◆ **Tasks to complete**:
a: In the excerpt on euthanasia law in the Netherlands and Belgium, which defense did Dutch doctors use in court to justify performing euthanasia?
b: Continue the text on euthanasia law in the Netherlands and Belgium, picking up after its final sentence.

─── Document excerpt ───

The Dutch and Belgian governments decided to legalise euthanasia within a year of each other (in 2001 and 2002 respectively). However, as with Switzerland, there is no right to euthanasia in either of these countries. In fact, the legal basis of euthanasia developed through a number of court cases in the Netherlands during the 1980s and 1990s. In a series of cases, doctors were prosecuted for performing euthanasia for what they believed to be justifiable reasons and were able to use the 'defence of necessity' to justify their actions. This defence argues that doctors can legitimately perform voluntary euthanasia if a patient is experiencing 'unbearable and hopeless suffering' and as a result, the doctor is experiencing a conflict between their professional duties to preserve life and to relieve suffering. Therefore, the legal basis of euthanasia in the Netherlands is based on legal protection for doctors rather than the rights of citizens. A doctor is never under any legal obligation to perform euthanasia as it is left to the doctor's discretion to decide whether or not the patient's suffering is 'unbearable and hopeless'.
Nevertheless, while Dutch case law on euthanasia evolved gradually over time, euthanasia remained illegal in the Netherlands until a new Dutch coalition government decided to change the law in 2001 with the Termination of Life on Request and Assisted Suicide (Review Procedures) Act. This law set out a safeguarded process for euthanasia and assisted suicide that could be followed by a Dutch doctor whose patient was experiencing 'unbearable' suffering if the patient wanted assistance to die and the doctor was willing to assist. Euthanasia was then legalised by the Belgian government the following year (2002).

─── Material provided ───

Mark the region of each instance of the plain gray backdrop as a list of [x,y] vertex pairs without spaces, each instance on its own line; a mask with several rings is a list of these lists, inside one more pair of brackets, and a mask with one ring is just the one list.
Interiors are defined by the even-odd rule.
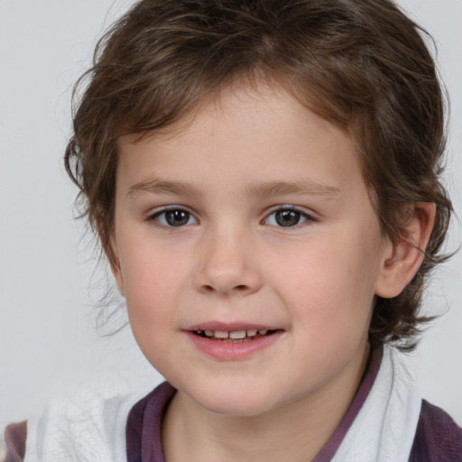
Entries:
[[[97,37],[132,5],[116,0],[0,0],[0,427],[86,383],[147,391],[162,380],[129,329],[97,332],[100,273],[73,220],[62,167],[70,92]],[[462,215],[462,0],[402,0],[436,39],[451,99],[447,183]],[[449,250],[461,242],[451,229]],[[423,395],[462,424],[462,257],[435,273],[425,301],[443,314],[420,343]],[[92,289],[93,287],[93,289]]]

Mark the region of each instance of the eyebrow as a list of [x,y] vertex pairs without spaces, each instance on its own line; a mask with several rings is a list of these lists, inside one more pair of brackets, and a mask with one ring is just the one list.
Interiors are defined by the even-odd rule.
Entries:
[[167,180],[150,180],[134,184],[128,189],[127,196],[140,192],[153,194],[175,194],[179,196],[201,196],[203,191],[194,185],[184,181],[170,181]]
[[316,196],[323,199],[337,199],[340,189],[334,186],[311,180],[268,181],[247,186],[249,196],[276,196],[296,194],[298,196]]
[[[150,180],[141,181],[130,187],[127,196],[148,192],[152,194],[171,194],[178,196],[202,196],[204,190],[185,181],[168,180]],[[340,189],[334,186],[318,183],[311,180],[294,181],[263,181],[249,184],[245,192],[247,196],[277,196],[295,194],[298,196],[315,196],[332,199],[340,196]]]

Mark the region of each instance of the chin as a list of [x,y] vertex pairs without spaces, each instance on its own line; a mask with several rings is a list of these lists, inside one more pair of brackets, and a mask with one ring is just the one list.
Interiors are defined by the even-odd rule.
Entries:
[[[190,393],[189,393],[190,392]],[[223,416],[258,416],[275,407],[274,396],[258,388],[214,387],[184,393],[202,409]],[[270,400],[270,397],[272,398]]]

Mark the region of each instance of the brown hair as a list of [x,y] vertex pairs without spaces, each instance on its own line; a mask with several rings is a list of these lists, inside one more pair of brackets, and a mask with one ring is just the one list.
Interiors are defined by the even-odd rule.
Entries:
[[[420,35],[421,34],[421,35]],[[435,202],[419,272],[393,299],[377,298],[374,344],[411,348],[425,277],[452,208],[439,181],[444,105],[426,32],[390,0],[142,0],[100,40],[74,116],[66,169],[82,216],[109,259],[117,137],[152,133],[192,111],[206,95],[243,80],[282,85],[348,131],[383,233],[398,239],[402,209]],[[77,87],[76,87],[77,88]]]

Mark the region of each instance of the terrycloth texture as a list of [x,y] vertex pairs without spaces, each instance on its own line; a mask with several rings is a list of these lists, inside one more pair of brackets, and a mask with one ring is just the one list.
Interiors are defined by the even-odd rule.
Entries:
[[139,396],[82,391],[28,422],[24,462],[126,462],[125,425]]
[[[409,372],[414,369],[411,363],[389,346],[382,361],[374,352],[350,407],[313,462],[407,462],[421,402]],[[127,426],[128,462],[165,462],[160,430],[173,394],[162,383],[134,407]]]
[[[409,359],[385,346],[377,373],[376,353],[348,411],[315,461],[462,461],[462,430],[425,401],[420,412]],[[72,400],[57,399],[39,422],[28,423],[24,460],[164,462],[161,424],[174,393],[164,383],[135,405],[135,396],[88,392]],[[16,457],[10,460],[14,462],[22,461],[26,437],[24,424],[17,430],[18,438],[10,431],[10,456]]]
[[407,462],[420,413],[413,358],[384,346],[375,382],[332,462]]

───

◆ **Per-task answers**:
a: The "defence of necessity."

b:
The ethos of this law is very similar to the Dutch law, as it is very much up to the doctor to decide whether the patient's suffering is unbearable, and therefore whether they can justify providing help (usually in cases of terminal illness). However, unlike the Dutch law, the Belgian law is more specific about who is eligible for euthanasia. Only people whose suffering is the result of a 'serious incurable disorder caused by illness or accident' may request euthanasia.
These examples suggest that in Europe there are more or less two options for legalising assisted suicide or euthanasia. These are:
1). Don't make it illegal in the first place (Switzerland)
2.) Legalise euthanasia or assisted suicide through an Act of Parliament (Netherlands and Belgium)
This first option clearly is not available to the UK – assisted suicide was specifically made illegal in the Suicide Act 1961 (ironically the very Act that made suicide legal for the first time) and euthanasia is considered to be homicide under the law of murder in England and Wales. Therefore, the only likely option for legal change that remains is for right-to-die campaigners is to persuade MPs to take up this issue in the House of Commons. As the high court judges rightly ruled last week, the legal status of assisted suicide and euthanasia is a matter for democratically accountable parliament and not for the courts.
Louise Bazalgette is a Senior Researcher at Demos. She recently led Demos's research secretariat for the Commission on Assisted Dying.